>> BEGIN Source text
Fair enough. The statement implies that the current administration has been deficient on foreign aid and this is misleading. George Bush has given more foreign aid than any other President. He has forgiven more third world debt than any other President. He has given more AIDS relief than any other President.
He talks about restoring habeas corpus. Habeas Corpus has only been denied to enemy combatants. Lincoln and Ulysses S. also did it in times of war. Bringing an enemy combatant in front of a judge was not necessary. Many find it necessary to front and center terrorists in American courts instead of military tribunals. What the hell for? American citizens have never been denied the right to habeus corpus. Misleading. Obama voted against the war. Did you guys know that? John Kerry served in Viet Nam did you know that? I think he should be careful about touting the "I was right" brain child. It could crawl under his bed like a clown in a poltergeist. The "not talking to leaders we don't like" is such a dumbed-down response to a policy of not legitimizing terrorist regimes. Meeting with the leader of the world's Super power gives prestige to rogue leaders and nations. He will give them prestige and legitimize their evil regimes. President Clinton did this little ditty with Yasser Arafat and North Korea. How did that turn out again? Oh yea, suicide bombers got more bold and Saddam started financing them. North Korea lied to us. Shocker.
He also states that he will finish the fight against Al Qaeda insinuates that we have stopped going after them. Misleading. Also if he thinks that Al Qaeda is the only player in the war on terror, he is a misinformed candidate.
>> END Source text
Problem »
Copy out the source text starting at the words "Fair enough. The" and stopping after "relief than any other President.", but swap "foreign aid" for "development assistance" throughout that span.
>> BEGIN Information provided
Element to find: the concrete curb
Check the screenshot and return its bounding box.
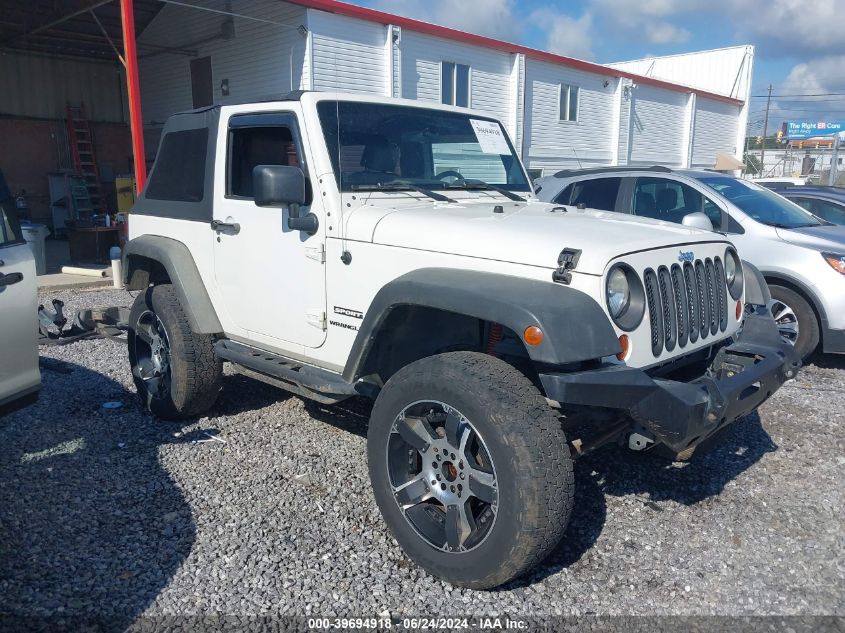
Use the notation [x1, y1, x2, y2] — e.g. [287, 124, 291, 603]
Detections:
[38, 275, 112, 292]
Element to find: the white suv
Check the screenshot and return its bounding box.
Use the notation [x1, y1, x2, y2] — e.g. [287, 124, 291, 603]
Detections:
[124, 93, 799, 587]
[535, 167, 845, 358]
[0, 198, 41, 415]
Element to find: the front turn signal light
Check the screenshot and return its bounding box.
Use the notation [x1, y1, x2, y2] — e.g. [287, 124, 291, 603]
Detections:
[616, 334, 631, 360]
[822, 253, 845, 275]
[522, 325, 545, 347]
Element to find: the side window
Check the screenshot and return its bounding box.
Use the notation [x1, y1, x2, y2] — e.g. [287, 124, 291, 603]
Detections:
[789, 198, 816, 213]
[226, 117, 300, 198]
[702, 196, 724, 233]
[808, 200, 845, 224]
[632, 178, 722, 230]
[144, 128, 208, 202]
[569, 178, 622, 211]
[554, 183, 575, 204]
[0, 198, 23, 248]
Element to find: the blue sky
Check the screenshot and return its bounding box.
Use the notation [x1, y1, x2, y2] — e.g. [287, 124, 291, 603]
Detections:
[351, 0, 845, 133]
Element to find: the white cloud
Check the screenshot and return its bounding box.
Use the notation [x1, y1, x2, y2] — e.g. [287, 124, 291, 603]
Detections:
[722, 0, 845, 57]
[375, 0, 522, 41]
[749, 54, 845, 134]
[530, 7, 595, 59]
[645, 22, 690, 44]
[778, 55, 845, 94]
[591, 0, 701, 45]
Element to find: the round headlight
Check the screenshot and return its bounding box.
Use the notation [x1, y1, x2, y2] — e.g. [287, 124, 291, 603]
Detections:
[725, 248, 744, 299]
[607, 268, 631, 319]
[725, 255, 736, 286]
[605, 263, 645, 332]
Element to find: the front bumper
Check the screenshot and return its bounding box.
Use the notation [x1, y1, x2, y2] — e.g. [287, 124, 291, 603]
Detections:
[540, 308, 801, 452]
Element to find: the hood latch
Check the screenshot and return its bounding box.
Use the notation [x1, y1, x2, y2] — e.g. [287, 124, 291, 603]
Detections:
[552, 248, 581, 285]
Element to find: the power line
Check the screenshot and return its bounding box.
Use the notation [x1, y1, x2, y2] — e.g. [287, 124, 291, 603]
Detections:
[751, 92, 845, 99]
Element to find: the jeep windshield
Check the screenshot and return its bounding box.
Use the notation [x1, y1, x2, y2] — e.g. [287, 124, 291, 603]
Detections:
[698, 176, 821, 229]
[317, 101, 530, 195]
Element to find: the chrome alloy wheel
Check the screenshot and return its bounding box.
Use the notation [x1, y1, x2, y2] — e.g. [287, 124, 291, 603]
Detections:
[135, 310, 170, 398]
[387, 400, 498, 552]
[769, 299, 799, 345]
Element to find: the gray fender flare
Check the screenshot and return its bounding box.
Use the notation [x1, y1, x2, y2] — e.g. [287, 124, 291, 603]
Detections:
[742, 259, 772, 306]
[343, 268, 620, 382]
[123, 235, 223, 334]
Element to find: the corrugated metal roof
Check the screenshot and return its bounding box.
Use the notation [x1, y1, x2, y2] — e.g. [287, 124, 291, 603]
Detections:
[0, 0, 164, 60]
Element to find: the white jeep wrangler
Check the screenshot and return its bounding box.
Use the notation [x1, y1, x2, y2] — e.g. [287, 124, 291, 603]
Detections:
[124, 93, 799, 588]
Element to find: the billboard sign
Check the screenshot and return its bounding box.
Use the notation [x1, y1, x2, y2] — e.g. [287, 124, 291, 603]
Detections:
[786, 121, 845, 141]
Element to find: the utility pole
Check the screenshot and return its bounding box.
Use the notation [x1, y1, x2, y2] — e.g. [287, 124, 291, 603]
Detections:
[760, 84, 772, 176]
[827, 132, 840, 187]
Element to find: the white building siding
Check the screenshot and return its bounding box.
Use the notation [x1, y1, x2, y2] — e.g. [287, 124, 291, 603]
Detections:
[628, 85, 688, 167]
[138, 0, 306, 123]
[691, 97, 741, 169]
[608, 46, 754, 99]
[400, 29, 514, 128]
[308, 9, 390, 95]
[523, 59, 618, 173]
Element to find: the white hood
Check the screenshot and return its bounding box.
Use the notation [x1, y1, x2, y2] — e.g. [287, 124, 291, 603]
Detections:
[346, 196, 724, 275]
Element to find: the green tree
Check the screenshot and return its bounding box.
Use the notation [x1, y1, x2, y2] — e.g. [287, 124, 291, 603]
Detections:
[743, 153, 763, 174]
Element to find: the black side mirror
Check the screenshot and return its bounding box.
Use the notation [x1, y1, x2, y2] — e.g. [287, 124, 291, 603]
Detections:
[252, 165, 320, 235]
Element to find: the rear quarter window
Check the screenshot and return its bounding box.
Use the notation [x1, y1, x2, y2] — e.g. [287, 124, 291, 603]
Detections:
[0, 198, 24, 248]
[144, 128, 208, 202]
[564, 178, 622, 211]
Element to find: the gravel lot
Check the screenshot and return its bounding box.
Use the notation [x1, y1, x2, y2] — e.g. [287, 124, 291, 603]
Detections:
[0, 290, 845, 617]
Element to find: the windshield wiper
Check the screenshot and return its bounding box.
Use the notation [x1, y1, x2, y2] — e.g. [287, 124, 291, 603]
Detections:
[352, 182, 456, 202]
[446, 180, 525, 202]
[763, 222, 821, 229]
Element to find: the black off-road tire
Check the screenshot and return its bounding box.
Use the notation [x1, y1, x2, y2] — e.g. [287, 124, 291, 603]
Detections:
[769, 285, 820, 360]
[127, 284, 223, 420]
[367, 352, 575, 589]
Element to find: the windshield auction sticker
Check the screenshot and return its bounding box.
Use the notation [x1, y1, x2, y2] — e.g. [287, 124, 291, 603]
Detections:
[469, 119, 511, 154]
>> END Information provided
Complete answer »
Fair enough. The statement implies that the current administration has been deficient on development assistance and this is misleading. George Bush has given more development assistance than any other President. He has forgiven more third world debt than any other President. He has given more AIDS relief than any other President.